┏━━

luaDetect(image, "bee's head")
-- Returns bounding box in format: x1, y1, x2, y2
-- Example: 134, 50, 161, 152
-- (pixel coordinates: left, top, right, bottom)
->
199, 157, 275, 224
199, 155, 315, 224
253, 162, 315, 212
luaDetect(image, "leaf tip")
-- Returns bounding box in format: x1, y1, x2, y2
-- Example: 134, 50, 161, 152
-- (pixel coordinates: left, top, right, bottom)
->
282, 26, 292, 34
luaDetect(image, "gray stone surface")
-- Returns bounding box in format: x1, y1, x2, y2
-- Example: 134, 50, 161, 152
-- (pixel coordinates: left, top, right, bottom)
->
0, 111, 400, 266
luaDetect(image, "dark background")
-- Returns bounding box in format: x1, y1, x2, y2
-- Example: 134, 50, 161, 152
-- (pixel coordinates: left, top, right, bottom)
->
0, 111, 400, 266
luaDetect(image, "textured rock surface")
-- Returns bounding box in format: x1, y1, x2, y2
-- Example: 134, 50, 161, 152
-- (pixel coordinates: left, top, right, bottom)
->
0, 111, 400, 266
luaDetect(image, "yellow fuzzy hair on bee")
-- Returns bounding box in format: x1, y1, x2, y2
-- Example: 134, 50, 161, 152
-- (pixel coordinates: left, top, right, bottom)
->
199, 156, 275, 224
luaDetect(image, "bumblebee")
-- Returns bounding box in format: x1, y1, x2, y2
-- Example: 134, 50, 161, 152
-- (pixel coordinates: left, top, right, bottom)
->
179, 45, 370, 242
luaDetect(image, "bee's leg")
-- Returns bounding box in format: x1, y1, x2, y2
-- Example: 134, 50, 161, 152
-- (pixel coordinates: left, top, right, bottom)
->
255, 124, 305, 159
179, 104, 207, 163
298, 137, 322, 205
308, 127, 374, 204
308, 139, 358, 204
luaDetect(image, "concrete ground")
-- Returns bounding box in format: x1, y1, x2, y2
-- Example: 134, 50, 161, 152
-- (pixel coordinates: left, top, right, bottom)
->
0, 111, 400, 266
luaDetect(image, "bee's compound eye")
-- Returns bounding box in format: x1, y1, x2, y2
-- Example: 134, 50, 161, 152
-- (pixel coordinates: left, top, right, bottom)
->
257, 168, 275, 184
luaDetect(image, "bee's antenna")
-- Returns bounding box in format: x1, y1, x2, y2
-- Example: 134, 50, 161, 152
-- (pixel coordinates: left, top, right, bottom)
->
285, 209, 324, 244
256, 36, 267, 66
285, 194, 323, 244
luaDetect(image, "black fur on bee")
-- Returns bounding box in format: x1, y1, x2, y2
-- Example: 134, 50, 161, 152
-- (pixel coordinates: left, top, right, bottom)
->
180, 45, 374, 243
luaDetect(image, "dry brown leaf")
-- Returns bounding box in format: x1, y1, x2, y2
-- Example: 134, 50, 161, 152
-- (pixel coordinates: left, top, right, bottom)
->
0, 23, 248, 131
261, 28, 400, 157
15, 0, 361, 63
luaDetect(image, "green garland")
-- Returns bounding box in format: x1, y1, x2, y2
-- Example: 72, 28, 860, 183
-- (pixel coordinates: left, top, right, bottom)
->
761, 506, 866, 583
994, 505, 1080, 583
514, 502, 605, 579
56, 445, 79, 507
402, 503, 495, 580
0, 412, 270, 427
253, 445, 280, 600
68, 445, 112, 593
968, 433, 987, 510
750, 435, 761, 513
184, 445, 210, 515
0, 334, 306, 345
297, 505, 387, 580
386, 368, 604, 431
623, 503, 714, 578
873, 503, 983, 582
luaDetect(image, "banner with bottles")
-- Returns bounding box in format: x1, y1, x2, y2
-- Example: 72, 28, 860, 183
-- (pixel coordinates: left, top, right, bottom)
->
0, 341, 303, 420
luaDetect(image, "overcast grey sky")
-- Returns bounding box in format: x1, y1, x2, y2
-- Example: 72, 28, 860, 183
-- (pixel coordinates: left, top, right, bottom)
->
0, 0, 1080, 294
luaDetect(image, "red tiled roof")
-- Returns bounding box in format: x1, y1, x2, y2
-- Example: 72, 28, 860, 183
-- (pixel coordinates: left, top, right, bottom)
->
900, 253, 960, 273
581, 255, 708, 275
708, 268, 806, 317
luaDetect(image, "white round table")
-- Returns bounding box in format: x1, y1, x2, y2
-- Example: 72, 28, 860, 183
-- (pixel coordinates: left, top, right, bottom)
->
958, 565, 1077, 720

┗━━

**Given problem:** List each line in the material above that contains the word "leaf", copying every such line in full.

**Correct answer:**
luaDetect(image, "leaf tip")
luaDetect(image, "dry brown leaf")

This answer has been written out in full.